» **Records shown**
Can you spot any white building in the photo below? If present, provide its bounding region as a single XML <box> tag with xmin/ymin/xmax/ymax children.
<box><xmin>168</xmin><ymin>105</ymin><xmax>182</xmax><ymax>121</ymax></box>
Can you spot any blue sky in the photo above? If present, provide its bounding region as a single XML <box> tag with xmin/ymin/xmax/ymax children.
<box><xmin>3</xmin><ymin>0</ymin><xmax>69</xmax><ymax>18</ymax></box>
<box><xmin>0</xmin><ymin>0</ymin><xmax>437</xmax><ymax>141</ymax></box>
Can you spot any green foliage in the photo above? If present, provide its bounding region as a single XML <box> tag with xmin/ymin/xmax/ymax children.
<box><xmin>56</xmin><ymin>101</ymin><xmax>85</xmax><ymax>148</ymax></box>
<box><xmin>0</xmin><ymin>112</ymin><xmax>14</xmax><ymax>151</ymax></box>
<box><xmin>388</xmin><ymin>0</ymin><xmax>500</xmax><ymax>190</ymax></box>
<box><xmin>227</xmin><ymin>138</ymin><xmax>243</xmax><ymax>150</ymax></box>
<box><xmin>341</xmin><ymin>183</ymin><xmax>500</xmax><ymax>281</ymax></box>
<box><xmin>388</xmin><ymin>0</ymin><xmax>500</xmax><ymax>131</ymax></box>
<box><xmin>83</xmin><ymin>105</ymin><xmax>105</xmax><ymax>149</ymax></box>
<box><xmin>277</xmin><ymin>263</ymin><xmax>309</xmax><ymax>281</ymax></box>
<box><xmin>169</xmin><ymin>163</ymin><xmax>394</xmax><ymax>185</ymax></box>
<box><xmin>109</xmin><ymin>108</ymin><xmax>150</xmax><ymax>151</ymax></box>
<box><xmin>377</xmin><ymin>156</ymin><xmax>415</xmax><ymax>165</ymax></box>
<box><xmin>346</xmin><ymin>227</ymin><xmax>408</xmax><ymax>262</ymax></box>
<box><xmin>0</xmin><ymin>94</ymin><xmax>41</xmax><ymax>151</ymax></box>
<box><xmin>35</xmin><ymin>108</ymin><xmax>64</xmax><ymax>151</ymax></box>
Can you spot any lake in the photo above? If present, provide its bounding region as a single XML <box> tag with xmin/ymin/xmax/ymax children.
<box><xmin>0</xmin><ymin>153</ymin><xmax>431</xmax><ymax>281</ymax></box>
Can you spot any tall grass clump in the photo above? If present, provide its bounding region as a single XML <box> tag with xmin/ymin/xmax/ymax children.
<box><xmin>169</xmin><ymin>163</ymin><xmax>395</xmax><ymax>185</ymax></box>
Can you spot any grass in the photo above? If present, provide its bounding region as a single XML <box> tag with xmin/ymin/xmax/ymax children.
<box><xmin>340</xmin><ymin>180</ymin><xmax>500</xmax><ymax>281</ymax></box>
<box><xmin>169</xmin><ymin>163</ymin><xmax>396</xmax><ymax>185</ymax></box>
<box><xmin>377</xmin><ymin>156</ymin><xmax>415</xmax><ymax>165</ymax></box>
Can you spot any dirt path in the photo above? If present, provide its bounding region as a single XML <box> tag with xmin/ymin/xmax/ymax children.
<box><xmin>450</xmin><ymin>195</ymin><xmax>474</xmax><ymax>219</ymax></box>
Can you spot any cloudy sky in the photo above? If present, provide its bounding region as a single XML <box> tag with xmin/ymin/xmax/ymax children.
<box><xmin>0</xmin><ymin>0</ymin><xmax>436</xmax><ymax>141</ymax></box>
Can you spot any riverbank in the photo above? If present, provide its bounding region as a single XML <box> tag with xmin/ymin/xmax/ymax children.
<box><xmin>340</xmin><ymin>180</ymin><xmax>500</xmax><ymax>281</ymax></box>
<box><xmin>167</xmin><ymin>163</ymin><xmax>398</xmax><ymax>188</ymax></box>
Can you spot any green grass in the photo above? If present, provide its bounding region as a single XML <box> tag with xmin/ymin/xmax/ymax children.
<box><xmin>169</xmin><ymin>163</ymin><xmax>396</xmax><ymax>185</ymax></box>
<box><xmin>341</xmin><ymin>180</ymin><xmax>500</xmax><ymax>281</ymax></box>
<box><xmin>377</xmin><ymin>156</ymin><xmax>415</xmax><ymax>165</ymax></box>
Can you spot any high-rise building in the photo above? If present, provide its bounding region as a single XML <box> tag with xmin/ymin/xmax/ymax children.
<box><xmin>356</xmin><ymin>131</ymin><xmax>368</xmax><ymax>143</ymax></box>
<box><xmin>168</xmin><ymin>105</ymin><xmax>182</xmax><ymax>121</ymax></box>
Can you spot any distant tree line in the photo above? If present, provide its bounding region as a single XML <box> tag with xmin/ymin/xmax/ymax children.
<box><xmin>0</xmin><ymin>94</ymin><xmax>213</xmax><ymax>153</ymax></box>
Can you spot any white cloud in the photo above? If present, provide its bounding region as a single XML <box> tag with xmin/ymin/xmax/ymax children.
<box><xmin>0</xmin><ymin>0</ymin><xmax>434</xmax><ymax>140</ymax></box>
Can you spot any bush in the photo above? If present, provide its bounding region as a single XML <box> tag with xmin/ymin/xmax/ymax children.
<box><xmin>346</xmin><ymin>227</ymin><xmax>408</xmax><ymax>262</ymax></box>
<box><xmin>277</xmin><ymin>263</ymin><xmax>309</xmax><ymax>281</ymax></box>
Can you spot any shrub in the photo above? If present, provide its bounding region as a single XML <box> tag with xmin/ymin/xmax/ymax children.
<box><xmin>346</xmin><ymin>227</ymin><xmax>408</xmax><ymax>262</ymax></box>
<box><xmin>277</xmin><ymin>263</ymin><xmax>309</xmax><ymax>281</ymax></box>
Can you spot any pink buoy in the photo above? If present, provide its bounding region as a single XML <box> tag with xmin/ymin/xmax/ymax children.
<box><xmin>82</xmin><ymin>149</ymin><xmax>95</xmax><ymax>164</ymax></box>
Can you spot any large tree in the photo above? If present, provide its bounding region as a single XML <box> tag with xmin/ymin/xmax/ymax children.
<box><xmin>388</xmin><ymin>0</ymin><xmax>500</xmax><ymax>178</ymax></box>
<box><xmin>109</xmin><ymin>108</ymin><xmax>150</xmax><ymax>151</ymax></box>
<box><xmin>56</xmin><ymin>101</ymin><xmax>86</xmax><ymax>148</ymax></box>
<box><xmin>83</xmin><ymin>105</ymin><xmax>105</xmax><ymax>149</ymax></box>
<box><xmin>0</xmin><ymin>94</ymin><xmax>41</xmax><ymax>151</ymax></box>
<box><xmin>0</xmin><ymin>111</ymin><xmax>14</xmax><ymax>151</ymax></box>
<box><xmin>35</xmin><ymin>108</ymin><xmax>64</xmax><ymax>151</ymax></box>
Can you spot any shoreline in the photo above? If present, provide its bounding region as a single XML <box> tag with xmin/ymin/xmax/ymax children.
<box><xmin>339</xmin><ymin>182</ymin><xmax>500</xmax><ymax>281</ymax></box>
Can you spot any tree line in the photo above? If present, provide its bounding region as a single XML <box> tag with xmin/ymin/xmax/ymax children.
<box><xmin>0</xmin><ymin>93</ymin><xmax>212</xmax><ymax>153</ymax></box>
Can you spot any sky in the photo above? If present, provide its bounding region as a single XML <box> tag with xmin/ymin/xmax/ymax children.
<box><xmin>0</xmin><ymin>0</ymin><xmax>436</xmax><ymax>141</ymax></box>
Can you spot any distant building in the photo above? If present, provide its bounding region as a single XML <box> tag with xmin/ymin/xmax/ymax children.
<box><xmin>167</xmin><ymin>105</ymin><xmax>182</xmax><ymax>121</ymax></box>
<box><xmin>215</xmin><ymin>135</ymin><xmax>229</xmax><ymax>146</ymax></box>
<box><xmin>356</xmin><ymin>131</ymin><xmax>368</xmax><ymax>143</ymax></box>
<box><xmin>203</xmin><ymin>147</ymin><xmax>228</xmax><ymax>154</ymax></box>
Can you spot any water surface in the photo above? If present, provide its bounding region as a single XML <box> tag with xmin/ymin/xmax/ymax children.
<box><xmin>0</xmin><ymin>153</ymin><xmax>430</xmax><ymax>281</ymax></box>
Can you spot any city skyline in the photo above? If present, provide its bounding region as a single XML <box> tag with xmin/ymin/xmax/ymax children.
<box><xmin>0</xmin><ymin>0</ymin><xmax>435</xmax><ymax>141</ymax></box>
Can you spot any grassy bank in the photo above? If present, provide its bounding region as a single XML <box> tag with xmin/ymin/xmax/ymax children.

» **Task prompt**
Exactly and only the lines from the line containing "Can you spot any water" through the last line of the entries should be copied, both ends included.

» **Full output**
Can you spot any water surface in the photo above? If present, provide its bounding region as a single XML <box> tag with xmin/ymin/xmax/ymax children.
<box><xmin>0</xmin><ymin>153</ymin><xmax>430</xmax><ymax>281</ymax></box>
Can you spot any city skyline in the photo above? If present, provide its bounding region as a single XML <box> tag with xmin/ymin/xmax/ymax children.
<box><xmin>0</xmin><ymin>0</ymin><xmax>435</xmax><ymax>141</ymax></box>
Can you spot any grassy bank in the photo above? If present, provide its bounding region as a single XML <box> tag with xmin/ymin/xmax/ymax children.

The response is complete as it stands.